◆ What to work on
Copy the records below word for word, with every line unchanged.

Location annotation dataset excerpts

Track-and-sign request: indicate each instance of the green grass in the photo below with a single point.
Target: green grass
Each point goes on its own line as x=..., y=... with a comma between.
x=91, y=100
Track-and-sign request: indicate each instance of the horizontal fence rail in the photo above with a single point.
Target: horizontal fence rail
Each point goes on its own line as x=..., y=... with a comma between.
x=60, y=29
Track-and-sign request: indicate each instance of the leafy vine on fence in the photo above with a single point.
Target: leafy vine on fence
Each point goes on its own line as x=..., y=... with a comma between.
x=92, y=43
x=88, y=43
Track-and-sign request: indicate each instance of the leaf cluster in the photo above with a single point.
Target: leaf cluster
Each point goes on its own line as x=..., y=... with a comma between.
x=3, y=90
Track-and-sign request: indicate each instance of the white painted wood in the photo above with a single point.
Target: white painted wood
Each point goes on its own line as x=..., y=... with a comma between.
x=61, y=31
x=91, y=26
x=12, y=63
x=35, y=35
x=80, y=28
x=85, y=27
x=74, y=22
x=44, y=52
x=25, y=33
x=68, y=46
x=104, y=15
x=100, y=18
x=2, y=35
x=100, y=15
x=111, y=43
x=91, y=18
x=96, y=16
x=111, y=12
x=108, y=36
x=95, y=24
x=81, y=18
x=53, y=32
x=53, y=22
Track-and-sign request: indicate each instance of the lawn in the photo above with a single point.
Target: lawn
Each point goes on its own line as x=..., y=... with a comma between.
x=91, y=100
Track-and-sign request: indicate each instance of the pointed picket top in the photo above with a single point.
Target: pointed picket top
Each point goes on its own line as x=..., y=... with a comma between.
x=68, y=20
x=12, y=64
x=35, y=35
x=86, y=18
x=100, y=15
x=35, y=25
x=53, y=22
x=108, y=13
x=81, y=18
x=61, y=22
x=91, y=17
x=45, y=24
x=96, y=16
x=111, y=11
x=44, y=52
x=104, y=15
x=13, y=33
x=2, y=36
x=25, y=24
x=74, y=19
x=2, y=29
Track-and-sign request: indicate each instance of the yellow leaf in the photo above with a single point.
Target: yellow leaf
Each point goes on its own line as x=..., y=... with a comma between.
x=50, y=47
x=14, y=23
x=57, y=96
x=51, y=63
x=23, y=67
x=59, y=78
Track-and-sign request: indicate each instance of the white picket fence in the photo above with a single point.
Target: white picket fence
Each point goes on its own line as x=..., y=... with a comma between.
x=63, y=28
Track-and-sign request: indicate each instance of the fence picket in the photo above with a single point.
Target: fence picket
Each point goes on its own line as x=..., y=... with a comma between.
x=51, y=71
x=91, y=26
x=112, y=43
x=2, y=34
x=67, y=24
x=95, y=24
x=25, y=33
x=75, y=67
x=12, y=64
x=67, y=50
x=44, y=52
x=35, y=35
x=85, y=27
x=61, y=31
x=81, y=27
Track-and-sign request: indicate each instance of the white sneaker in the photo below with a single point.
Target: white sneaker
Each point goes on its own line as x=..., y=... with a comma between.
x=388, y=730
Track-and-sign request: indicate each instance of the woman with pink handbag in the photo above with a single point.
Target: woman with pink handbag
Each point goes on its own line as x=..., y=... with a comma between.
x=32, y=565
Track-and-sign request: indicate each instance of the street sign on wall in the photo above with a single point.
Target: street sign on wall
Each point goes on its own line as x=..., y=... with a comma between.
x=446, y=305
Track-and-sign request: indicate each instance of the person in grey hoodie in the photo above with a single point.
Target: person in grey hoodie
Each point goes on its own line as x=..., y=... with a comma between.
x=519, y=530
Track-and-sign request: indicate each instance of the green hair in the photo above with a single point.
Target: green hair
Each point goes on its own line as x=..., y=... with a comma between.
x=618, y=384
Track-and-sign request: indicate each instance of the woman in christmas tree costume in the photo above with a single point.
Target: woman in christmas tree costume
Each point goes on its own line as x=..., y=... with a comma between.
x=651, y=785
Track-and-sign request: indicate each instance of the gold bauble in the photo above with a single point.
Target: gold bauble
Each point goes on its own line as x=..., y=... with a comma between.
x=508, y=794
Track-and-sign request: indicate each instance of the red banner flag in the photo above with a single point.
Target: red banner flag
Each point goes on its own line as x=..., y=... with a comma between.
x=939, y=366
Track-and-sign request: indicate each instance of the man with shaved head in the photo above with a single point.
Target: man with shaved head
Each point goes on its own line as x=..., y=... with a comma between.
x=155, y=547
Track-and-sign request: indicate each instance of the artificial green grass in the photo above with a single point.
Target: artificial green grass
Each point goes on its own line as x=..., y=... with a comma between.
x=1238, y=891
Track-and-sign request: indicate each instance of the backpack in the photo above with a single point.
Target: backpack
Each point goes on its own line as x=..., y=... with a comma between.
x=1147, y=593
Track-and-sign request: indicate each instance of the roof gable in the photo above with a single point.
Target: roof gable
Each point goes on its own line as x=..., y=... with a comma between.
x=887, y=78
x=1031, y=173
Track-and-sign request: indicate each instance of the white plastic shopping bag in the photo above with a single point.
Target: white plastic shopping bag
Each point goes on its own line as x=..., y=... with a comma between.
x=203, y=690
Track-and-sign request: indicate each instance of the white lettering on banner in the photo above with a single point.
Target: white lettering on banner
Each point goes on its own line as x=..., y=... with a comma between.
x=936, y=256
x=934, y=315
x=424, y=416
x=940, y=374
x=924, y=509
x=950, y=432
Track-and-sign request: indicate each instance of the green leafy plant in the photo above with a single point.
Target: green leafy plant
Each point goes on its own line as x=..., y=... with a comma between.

◆ Written solution
Track-and-sign request: indicate each instance of the green grass in the photo below with a single point.
Target: green grass
Each point goes on its own line as x=..., y=... with a comma between.
x=91, y=100
Track-and-sign request: indicate each instance of the horizontal fence rail in the photo above with a single point.
Target: horizontal fence rail
Each point goes on its own line as x=..., y=... with a comma between.
x=60, y=29
Track-and-sign request: indicate each instance of the leafy vine on fence in the photo above with a single point.
Target: leafy vine on fence
Each point goes on its own line as x=..., y=... with a comma between.
x=92, y=43
x=88, y=43
Track-and-sign request: indicate each instance of the leaf cluster in the photo above with a single point.
Target: leaf cluster
Each point goes on its own line as x=..., y=... with a comma between.
x=3, y=90
Track-and-sign request: indicate each instance of the white painted wood in the photo above with a single point.
Target: white painted wood
Each point goes on its own line as x=..., y=... with a comma between.
x=61, y=31
x=91, y=26
x=12, y=63
x=35, y=35
x=80, y=28
x=85, y=27
x=74, y=22
x=44, y=52
x=25, y=33
x=68, y=46
x=104, y=15
x=100, y=18
x=2, y=35
x=100, y=15
x=111, y=43
x=91, y=18
x=96, y=16
x=111, y=12
x=108, y=36
x=95, y=24
x=81, y=18
x=53, y=32
x=53, y=22
Track-and-sign request: indicate each instance of the lawn in the photo above with a single point.
Target: lawn
Each point goes on its own line as x=..., y=... with a comma between.
x=91, y=100
Track-and-sign request: indicate each instance of the pointed picket top in the photo above with a single point.
Target: pointed picket top
Each point goes on its own line as x=..., y=... with a comma between.
x=68, y=20
x=12, y=64
x=35, y=35
x=86, y=18
x=100, y=15
x=35, y=25
x=53, y=22
x=108, y=13
x=81, y=18
x=61, y=22
x=91, y=17
x=45, y=24
x=96, y=16
x=111, y=11
x=44, y=52
x=104, y=15
x=13, y=33
x=2, y=36
x=25, y=24
x=74, y=19
x=2, y=29
Track-and-sign request: indicate each instance of the yellow leaf in the photo above with a single point.
Target: yellow leaf
Each point goes on its own line as x=..., y=... with a comma between.
x=50, y=47
x=14, y=23
x=57, y=96
x=51, y=63
x=23, y=67
x=59, y=78
Track-and-sign request: indicate each instance of the white picket fence in the photo above with a single point.
Target: white picket fence
Each point goes on its own line as x=..., y=... with a comma between.
x=63, y=28
Track-and-sign request: indicate each instance of the fence picket in the photo above with a single point.
Target: fence picket
Each point goes on its own line as x=..., y=... with a comma between.
x=51, y=71
x=91, y=26
x=112, y=43
x=2, y=34
x=67, y=24
x=95, y=24
x=25, y=33
x=75, y=67
x=12, y=64
x=67, y=50
x=44, y=52
x=35, y=35
x=85, y=27
x=61, y=31
x=81, y=27
Track-and-sign request: indicate each instance of the white sneaker in the photo below with a single point.
Target: white sneaker
Each point goes on its own line as x=..., y=... with a comma between.
x=388, y=730
Track-and-sign request: indicate each instance of the woman with pink handbag in the photo above with a single point.
Target: woman with pink handbag
Each point goes on its own line as x=..., y=... with a comma between.
x=32, y=565
Track-and-sign request: indicate each instance of the street sign on wall in the photo above with a single point.
Target: street sign on wall
Each point goes on its own line as x=..., y=... with a comma between.
x=446, y=305
Track-and-sign request: indicate each instance of the person in grey hoodie in the photo above with a single point.
Target: person in grey hoodie
Each point goes on its own line as x=..., y=... with a comma between.
x=519, y=530
Track-and-sign request: indicate each instance of the green hair in the photo above with a single point.
Target: green hair
Each point goes on its own line as x=..., y=... with a comma between.
x=618, y=384
Track-and-sign request: indicate each instance of the woman in christmas tree costume in the photo above with a single point.
Target: woman in christmas tree costume
Each point goes on its own line as x=..., y=... with a comma between.
x=651, y=785
Track-and-sign request: indicate each instance of the gold bauble in the photo above with a single point.
Target: gold bauble
Each point goes on its own line as x=..., y=... with a comma between.
x=508, y=794
Track-and-sign request: indicate each instance of the red banner flag in the photo above with a single point.
Target: red banner flag
Each point goes on its own line as x=..., y=... with a comma between.
x=939, y=366
Track-and-sign request: indicate each instance of the man with shaved head in the photo above with a single point.
Target: man with shaved head
Each point goes on its own line as x=..., y=... with a comma between.
x=155, y=547
Track-and-sign request: indicate each instance of the artificial green grass in the photo above with a single point.
Target: artificial green grass
Each point goes on its own line as x=..., y=... with a comma between.
x=1238, y=891
Track-and-sign request: indicate each instance of the backpack in the photo above with a single point.
Target: backpack
Each point goes on its own line as x=..., y=... with a comma between.
x=1147, y=593
Track-and-sign request: indicate each instance of the roof gable in the photo above with a single point.
Target: roof gable
Each point goes on its own line as x=..., y=... with a comma between.
x=887, y=78
x=1031, y=173
Track-and-sign request: indicate each instance of the white plastic shopping bag in the photo above with a single point.
Target: white plastic shopping bag
Each point goes on its own line as x=..., y=... with a comma between.
x=203, y=690
Track-and-sign request: indicate each instance of the white lettering on banner in the photo above with a single point.
Target: white lettering on banner
Each point goes on its own line as x=..., y=... with a comma between.
x=936, y=256
x=934, y=315
x=424, y=416
x=940, y=374
x=924, y=509
x=950, y=432
Track-and-sign request: indicate each instance of the green leafy plant in the photo above with a single point.
Target: green leafy plant
Each point goes on its own line as x=..., y=... with a comma between.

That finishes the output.